■ **TEXT TO READ**:
○ ○ ○

Awesome
Welcome to NxParser
NxParser is a Java open source, streaming, non-validating parser for the Nx format, where x = Triples, Quads, or any other number. For more details see the specification for the NQuads format, a extension for the N-Triples RDF format. Note that the parser handles any combination (cf. generalised triples) or number of N-Triples syntax terms on each line (the number of terms per line can also vary).
It ate 2 mil. quads (~4GB, (~240MB GZIPped)) on a T60p (Win7, 2.16 GHz) in ~1 min 35 s (1:18min). Overall, it's more than twice as fast as the previous version when it comes to reading Nx.
The NxParser is non-validating, meaning that, e.g., it will happily eat non-conformant N-Triples. Also, the NxParser will not parse certain valid N-Triples files where the RDF terms are not separated by whitespace. We pass all positive W3C N-Triples test cases except one, where the RDF terms are not separated by whitespace (surprise!).
Other formats
The NxParser Parser family also includes a RDF/XML and a Turtle parser. Moreover, we attached a JSON-LD parser (jsonld-java) and a RDFa parser (semargl) such that they emit Triples in the NxParser API.
Binaries
Compiles are available on Maven Central. The groupId is org.semanticweb.yars
. Depending on what part you need, you have to choose the artifactId accordingly: For example, if you only want to use the data model, use nxparser-model
. If you want to make use of the parsers, use nxparser-parsers
. If you want to use the RDF support for JAX-RS, use nxparser-jax-rs
. The modules are linked as required.
<dependency>
<groupId>org.semanticweb.yars</groupId>
<artifactId>nxparser-parsers</artifactId>
<version>2.3.3</version>
</dependency>
Legacy binaries
Find old compiles in the repository on Google Code, which we do not maintain any more. To use it nevertheless, add
<repository>
<id>nxparser-repo</id>
<url>
http://nxparser.googlecode.com/svn/repository
</url>
</repository>
<repository>
<id>nxparser-snapshots</id>
<url>
http://nxparser.googlecode.com/svn/snapshots
</url>
</repository>
to your pom.xml.

○ ○ ○

■ **INFORMATION PROVIDED**:

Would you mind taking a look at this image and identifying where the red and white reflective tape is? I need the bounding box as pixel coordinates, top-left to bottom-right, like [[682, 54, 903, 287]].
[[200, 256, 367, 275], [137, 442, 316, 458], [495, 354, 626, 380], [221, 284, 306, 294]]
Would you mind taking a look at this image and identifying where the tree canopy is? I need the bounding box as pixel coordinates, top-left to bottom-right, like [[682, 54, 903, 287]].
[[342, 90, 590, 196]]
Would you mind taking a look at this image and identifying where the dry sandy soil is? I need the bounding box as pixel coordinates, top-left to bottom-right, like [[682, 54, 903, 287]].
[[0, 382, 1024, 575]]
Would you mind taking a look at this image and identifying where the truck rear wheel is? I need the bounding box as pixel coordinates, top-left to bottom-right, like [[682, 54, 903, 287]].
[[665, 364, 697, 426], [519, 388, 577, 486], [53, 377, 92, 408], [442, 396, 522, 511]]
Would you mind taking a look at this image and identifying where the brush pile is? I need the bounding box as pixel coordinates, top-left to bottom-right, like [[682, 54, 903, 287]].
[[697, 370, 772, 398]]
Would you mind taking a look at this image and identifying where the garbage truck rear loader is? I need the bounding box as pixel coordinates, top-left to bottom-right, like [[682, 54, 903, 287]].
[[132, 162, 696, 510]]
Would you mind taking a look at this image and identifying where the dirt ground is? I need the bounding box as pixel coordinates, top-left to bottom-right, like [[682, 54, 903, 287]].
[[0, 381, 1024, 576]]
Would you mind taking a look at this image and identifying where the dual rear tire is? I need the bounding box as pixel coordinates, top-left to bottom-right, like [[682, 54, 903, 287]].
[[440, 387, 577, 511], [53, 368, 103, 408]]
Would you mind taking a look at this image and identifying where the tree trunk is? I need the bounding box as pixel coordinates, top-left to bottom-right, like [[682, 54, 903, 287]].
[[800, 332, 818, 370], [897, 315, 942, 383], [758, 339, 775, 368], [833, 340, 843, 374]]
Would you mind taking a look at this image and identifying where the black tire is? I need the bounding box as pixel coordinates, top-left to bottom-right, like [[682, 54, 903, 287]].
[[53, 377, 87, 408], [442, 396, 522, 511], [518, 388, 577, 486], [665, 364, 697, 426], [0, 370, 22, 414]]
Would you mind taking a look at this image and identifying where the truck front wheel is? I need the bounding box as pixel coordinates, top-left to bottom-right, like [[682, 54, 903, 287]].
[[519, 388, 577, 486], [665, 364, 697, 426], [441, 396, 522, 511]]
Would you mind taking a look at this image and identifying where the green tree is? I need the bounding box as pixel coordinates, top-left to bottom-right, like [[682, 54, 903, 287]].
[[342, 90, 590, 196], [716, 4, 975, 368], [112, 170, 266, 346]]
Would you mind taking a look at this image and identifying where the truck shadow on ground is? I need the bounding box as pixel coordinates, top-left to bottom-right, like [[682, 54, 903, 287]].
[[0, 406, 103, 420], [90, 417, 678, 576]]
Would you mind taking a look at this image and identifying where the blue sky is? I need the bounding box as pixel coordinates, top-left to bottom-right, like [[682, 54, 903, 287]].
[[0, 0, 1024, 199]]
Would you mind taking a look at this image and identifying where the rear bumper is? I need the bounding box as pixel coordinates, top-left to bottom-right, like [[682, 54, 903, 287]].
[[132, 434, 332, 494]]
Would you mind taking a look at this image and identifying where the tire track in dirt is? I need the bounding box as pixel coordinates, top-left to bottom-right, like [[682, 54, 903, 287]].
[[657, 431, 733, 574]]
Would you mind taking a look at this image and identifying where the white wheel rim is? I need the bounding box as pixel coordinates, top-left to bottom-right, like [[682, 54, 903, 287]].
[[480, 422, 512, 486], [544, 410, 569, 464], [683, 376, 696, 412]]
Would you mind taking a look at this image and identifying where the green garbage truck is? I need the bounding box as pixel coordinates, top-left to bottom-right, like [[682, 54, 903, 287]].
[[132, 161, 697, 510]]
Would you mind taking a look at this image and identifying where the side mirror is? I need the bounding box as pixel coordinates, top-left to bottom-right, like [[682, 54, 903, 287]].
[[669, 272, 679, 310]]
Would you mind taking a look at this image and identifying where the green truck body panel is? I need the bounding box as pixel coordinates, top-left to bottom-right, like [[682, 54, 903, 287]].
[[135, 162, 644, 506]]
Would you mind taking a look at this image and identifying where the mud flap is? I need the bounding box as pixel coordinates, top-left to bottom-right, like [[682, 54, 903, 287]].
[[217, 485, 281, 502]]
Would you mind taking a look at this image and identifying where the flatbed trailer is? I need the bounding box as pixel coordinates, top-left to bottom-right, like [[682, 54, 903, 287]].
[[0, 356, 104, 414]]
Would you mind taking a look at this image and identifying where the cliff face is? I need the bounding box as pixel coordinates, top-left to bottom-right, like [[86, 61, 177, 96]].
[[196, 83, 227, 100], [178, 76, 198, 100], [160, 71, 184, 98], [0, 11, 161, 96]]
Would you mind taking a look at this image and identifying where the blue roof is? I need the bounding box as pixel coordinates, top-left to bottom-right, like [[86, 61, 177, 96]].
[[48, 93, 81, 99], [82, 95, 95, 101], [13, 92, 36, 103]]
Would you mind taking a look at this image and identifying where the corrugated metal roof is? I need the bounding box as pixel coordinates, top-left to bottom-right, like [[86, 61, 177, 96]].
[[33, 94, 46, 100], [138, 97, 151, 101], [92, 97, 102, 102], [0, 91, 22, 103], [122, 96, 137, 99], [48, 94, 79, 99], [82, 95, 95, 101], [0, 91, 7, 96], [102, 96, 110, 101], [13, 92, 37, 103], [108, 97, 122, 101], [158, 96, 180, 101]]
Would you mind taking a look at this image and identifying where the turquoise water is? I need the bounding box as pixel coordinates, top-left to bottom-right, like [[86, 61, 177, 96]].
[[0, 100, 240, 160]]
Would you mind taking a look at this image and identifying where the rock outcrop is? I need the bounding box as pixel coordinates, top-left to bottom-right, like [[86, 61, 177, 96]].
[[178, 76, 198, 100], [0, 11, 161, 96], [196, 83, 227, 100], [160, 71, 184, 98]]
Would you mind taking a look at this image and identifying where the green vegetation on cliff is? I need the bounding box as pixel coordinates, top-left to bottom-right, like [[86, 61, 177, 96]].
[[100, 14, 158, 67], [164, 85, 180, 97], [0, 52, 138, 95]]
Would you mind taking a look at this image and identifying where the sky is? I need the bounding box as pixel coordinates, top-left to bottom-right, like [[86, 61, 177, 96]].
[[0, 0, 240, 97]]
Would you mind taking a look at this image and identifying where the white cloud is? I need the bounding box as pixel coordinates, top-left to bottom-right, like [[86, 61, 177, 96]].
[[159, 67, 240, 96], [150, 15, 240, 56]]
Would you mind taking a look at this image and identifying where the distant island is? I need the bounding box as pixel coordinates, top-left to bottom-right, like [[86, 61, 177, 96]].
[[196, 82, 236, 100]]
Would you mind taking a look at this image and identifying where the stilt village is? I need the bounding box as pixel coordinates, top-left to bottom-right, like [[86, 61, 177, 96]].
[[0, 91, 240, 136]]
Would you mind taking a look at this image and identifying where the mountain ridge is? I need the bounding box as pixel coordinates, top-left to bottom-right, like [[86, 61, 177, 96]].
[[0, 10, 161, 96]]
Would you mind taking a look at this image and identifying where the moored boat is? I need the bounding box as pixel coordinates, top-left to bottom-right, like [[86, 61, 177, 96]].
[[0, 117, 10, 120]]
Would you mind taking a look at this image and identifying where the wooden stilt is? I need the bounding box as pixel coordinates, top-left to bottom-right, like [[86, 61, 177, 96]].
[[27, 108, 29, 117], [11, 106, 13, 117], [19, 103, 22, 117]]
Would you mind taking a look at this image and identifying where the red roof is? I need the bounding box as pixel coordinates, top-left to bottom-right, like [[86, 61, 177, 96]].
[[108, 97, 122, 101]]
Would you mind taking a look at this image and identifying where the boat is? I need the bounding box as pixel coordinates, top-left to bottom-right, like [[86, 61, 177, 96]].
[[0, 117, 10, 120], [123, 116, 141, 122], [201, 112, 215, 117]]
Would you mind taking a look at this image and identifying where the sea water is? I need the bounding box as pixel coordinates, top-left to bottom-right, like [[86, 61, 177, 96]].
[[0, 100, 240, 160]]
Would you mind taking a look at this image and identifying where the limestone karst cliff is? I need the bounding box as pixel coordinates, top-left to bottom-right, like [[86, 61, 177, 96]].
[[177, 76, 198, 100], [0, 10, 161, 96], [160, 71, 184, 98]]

○ ○ ○

■ **WORK INSTRUCTIONS**:
A. Answer the following from the NxParser page, one line each:
(i) What groupId is given for the compiles on Maven Central?
(ii) Which JSON-LD parser was attached to the parser family?
(iii) How many of the positive W3C N-Triples test cases does the parser fail?
B. Continue the NxParser page beyond its final sentence.

■ **ANSWERS IN ORDER**:
A.
(i) org.semanticweb.yars
(ii) jsonld-java
(iii) One, the case in which the RDF terms are not separated by whitespace.

B.
Code Examples
Read Nx from a file
FileInputStream is = new FileInputStream("path/to/file.nq");
NxParser nxp = new NxParser();
nxp.parse(is);
for (Node[] nx : nxp)
// prints the subject, eg. <http://example.org/>
System.out.println(nx[0]);
Use a blank node
// true means you are supplying proper N-Triples RDF terms that do not need to be processed
Resource subjRes = new Resource("<http://example.org/123>", true);
Resource predRes = new Resource("<http://example.org/123>", true);
BNode bn = new BNode("_:bnodeId", true);
Node[] triple = new Node[]{subjRes, predRes, bn};
// yields <http://example.org/123> <http://example.org/123> _:bnodeId
System.out.println(Arrays.toString(triple));
Use Unicode-characters
String japaneseString = ("祝福は、チーズのメーカーです。");
Literal japaneseLiteral = new Literal(japaneseString, "ja");
// yields "\u795D\u798F\u306F\u3001\u30C1\u30FC\u30BA\u306E\u30E1\u30FC\u30AB\u30FC\u3067\u3059\u3002"@ja
System.out.println(japaneseLiteral);
// yields 祝福は、チーズのメーカーです。
System.out.println(japaneseLiteral.getLabel());
Use datatyped literals
Example: Get a Calendar object from an xsd:dateTime
-typed Literal
Literal dtl; // parser-generated
XSDDateTime dt = (XSDDateTime)DatatypeFactory.getDatatype(dtl);
GregorianCalendar cal = dt.getValue();
Use from Python
Provided you use the Jython implementation (thanks to Uldis Bojars, this is saved from his now offline blog).
import sys
sys.path.append("./nxparser.jar")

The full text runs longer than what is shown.